(ASSIGNMENT): Continue the biography of nutrition scientist Corinne Hogden Robinson, picking up after its final sentence.

------ EXTRACT ------

- Corinne G. Hogden (later Robinson), from the 1931 yearbook of the University of Wisconsin
- Born: Corinne Georgina Högden February 21, 1909 Trempealeau County, Wisconsin
- Died: January 11, 2005 (aged 95) Newtown Square, Pennsylvania
- Education: University of Wisconsin–Madison University of Cincinnati
- Occupations: Scientist, college professor

= Corinne Hogden Robinson =

American scientist

Corinne Georgina Hogden Robinson (February 21, 1909 – January 11, 2005) was an American scientist specializing in research on nutrition and blood analysis. She was head of the Department of Food and Nutrition at Drexel University from 1953 to 1969, and she was the author of several successful textbooks in her field.

==Early life and education==
Corinne Hogden was born in Trempealeau County, Wisconsin, the daughter of Albert Julius Hogden and Nora Amanda Onsrud Hogden. Both of her parents were born in Wisconsin; three of her grandparents were immigrants from Norway. Her father was a carpenter. Her brother Allen worked for the United States State Department in Germany after World War II, and was an administrator at the New York Public Library.

On Wednesday, August 30, 1922, Corinne Georgina Hogden of Ettrick represented Trempealeau County in the 1922 Wisconsin State Spelling Bee staged at the Wisconsin State Fair in West Allis, where she won that year's state spelling title. She was unable to advance to the national competition as that did not begin until 1925.

In 1926, Hogden won $1000 as Wisconsin's female finalist in a national leadership contest sponsored by 4-H. She attended Gale College, where she was described as "the ranking scholar of the school" in 1925. She graduated from the University of Wisconsin–Madison in 1930, and completed a master's degree at the University of Cincinnati in 1934, with a thesis titled "Protein Metabolism in Nephrosis" (1933). In 1976, she was awarded a doctor of science degree by Drexel University.

==Career==
Hogden supervised dietary services at Columbia Presbyterian Hospital, and taught in the nursing school at Columbia University, before she married in 1944. Beginning in 1953, she was head of the Department of Food and Nutrition at Drexel University; she also taught courses at Temple University's medical school. She was recognized for excellence in teaching in 1962, with the Lindback Award. She retired from Drexel in 1969.

------ PROVIDED MATERIAL ------

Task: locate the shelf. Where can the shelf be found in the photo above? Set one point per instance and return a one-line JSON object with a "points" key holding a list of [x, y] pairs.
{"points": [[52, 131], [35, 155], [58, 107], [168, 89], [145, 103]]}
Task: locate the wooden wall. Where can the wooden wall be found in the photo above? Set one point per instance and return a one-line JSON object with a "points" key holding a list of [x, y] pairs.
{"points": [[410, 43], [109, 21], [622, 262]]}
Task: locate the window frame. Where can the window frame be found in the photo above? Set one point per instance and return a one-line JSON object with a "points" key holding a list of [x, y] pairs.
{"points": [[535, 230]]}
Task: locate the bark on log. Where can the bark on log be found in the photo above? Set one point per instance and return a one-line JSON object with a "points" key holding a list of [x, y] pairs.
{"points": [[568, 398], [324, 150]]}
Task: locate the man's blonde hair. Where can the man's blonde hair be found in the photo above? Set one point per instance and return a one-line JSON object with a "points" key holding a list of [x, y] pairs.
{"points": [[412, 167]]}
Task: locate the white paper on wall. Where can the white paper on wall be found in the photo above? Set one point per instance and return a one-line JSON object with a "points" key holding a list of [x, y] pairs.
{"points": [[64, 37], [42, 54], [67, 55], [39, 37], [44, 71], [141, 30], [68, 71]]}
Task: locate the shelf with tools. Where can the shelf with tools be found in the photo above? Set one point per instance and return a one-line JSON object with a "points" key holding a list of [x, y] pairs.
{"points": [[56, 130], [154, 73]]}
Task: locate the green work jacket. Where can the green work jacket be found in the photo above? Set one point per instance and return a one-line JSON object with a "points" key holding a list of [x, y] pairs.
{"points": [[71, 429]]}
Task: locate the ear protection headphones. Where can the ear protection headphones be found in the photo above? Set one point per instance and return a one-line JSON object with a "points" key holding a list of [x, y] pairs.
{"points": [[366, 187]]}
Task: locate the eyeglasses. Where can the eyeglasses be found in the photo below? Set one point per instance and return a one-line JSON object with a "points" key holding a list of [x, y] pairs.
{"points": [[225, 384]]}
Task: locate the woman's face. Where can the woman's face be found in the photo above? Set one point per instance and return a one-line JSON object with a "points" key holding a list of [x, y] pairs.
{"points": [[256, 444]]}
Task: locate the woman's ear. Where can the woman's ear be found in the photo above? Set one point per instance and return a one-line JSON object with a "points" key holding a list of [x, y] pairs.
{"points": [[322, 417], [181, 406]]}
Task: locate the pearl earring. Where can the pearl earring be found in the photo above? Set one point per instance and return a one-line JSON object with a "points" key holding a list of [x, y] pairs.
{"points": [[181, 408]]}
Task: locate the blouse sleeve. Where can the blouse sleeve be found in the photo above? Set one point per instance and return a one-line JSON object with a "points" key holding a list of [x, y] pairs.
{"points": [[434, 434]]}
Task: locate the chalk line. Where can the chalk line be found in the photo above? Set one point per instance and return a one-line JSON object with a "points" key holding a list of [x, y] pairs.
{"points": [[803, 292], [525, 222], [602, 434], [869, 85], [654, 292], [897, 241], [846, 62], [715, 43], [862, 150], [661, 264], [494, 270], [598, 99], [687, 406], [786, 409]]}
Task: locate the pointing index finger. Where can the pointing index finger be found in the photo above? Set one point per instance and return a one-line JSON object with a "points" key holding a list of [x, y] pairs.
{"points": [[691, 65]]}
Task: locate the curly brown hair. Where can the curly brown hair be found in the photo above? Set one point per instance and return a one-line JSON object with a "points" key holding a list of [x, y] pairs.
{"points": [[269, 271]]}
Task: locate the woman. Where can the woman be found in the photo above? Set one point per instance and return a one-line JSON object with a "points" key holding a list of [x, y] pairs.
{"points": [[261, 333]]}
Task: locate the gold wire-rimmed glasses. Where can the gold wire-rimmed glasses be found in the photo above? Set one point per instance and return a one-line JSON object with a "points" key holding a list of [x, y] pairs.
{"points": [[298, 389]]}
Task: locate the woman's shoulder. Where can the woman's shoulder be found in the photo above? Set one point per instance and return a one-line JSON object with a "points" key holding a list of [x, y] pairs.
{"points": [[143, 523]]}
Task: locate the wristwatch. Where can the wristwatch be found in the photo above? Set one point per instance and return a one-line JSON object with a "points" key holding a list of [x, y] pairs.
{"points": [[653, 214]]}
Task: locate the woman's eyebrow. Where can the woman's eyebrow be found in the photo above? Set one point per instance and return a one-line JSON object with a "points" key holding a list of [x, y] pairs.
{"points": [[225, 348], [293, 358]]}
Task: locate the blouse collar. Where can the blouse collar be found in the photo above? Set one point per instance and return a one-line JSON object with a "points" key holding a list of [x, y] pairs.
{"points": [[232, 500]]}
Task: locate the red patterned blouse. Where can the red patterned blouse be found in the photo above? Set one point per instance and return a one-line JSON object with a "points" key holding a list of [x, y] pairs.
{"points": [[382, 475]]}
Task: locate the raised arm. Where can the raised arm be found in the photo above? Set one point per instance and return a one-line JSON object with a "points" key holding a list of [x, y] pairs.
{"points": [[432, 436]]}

------

(RESPONSE AREA):
Robinson served on the board for the journal of the American Dietetic Association, and was president of the Pennsylvania Dietetic Association. She wrote and revised two successful textbooks, Nutrition and Diet Therapy (1947) and Normal and Therapeutic Nutrition. She also lectured to community and professional groups on health topics.

==Publications==
===As Corinne Hogden===
- "Metabolism of Adolescent Girls III. The Excretion of Creatinine and Creatine" (1936, with Chi Che Wang and Ida Genther)
- "The estimation of albumin and globulin in blood serum" (1937, with Howard W. Robinson and J. W. Price)
- "Metabolic study of five children with nephrotic syndrome" (1939, with Chi Che Wang and Ida Genther)
- "The biuret reaction in the determination of serum proteins" (1940, with H. W. Robinson)
- "The gravimetric determination of blood serum proteins" (1941, with H. W. Robinson)
- "The influence of serum proteins on the spectrophotometric absorption curve of phenol red in a phosphate buffer mixture" (1941, with H. W. Robinson)

===As Corinne H. Robinson===
- Nutrition and Diet Therapy (1947, with Fairfax T. Proudfit)
- Normal and Therapeutic Nutrition (1967, with Fairfax T. Proudfit and Marilyn R. Lawler)
- Basic Nutrition and Diet Therapy (1980)

==Personal life and legacy==
Hogden married her colleague Howard West Robinson in 1944. They had a son, Glenn, who became a political scientist. She was council president of two Lutheran churches in the Philadelphia area. She died in 2005, at the age of 95, in Newtown Square, Pennsylvania. Her papers are in the Drexel University Archives, including an unpublished autobiography in three volumes.